Document text:
....
You might not have realized it, but the next great battle of cryptography began this month. It's not a political battle over export laws or key escrow or NSA eavesdropping, but an academic battle over who gets to be the creator of the next hash standard.
Hash functions are the most commonly used cryptographic primitive, and the most poorly understood. You can think of them as fingerprint functions: They take an arbitrary long data stream and return a fixed length, and effectively unique, string. The security comes from the fact that while it's easy to generate the fingerprint from a file, it's infeasible to go the other way and generate a file given a fingerprint.
Originally created to make digital signatures more efficient, hashes are now used to secure the very fundamentals of our information infrastructure: in password logins, secure web connections, encryption key management, virus and malware scanning, and almost every cryptographic protocol in current use. Without cryptographic hash functions, the internet would simply not work. At the same time, there isn't a good theory of hash functions. Unlike encryption algorithms, there are no secret keys involved; this makes it harder to mathematically define exactly what hash functions are.
The National Institute of Standards and Technology, NIST, is holding a competition to replace the SHA family of hash functions. "SHA" stands for "Secure Hash Algorithm." It was developed by the NSA in 1993 to replace the commercial MD4 and MD5 algorithms, and has been updated several times since then. All the SHA algorithms are very similar, and have been increasingly under attack, so NIST wants to replace them.
The competition is important because, unlike other technological standards, committee design balancing the interests of diverse constituents isn't conducive to good security. Security is best when it's designed by expert teams and then subjected to public review. And cryptography is best when it's chosen by competition.
In 1997, NIST held a competition for a block cipher to replace DES. Fifteen candidates and three-and-a-half years later, Rijndael became the new Advanced Encryption Standard AES. NIST is doing the same thing for what it's calling SHA-3 (not, for some unexplained reason, the Advanced Hash Standard or AHS).
....
Source information:
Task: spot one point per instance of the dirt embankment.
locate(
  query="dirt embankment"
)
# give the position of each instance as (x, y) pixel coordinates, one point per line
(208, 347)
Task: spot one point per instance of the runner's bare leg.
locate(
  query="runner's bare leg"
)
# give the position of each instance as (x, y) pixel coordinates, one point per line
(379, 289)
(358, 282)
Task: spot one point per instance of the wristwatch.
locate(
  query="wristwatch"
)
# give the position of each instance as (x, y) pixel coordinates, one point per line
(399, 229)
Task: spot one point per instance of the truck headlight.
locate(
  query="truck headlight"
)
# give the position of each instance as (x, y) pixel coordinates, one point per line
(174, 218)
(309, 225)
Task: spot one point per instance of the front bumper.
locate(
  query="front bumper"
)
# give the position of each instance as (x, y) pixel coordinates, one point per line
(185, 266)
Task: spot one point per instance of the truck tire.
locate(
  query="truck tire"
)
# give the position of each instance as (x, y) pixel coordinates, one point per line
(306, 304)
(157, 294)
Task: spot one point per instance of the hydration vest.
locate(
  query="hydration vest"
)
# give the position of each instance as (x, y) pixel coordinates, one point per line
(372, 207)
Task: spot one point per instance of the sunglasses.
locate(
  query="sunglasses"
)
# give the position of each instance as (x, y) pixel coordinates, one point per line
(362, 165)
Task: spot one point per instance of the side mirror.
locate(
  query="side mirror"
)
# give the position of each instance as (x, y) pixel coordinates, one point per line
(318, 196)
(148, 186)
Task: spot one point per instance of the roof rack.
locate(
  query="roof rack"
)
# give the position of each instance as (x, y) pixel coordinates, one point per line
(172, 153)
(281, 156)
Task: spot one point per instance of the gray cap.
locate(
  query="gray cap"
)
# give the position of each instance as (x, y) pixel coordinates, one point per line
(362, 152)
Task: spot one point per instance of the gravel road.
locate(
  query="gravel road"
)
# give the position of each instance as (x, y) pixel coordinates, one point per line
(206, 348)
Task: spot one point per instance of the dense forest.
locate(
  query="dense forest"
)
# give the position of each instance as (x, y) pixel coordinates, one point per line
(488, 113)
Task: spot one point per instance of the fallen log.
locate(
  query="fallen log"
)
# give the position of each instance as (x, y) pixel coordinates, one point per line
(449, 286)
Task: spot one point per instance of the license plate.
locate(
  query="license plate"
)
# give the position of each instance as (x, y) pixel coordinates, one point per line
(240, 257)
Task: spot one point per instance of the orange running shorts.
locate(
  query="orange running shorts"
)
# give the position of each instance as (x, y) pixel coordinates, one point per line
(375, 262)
....
Tasks to carry out:
1. From the article on hash functions, reproduce the passage from "In 1997, NIST" to "Standard or AHS)." word for word.
2. In the article on hash functions, which block cipher became the new Advanced Encryption Standard after NIST's 1997 competition?

Completed exercise:
1.
In 1997, NIST held a competition for a block cipher to replace DES. Fifteen candidates and three-and-a-half years later, Rijndael became the new Advanced Encryption Standard AES. NIST is doing the same thing for what it's calling SHA-3 (not, for some unexplained reason, the Advanced Hash Standard or AHS).

2. Rijndael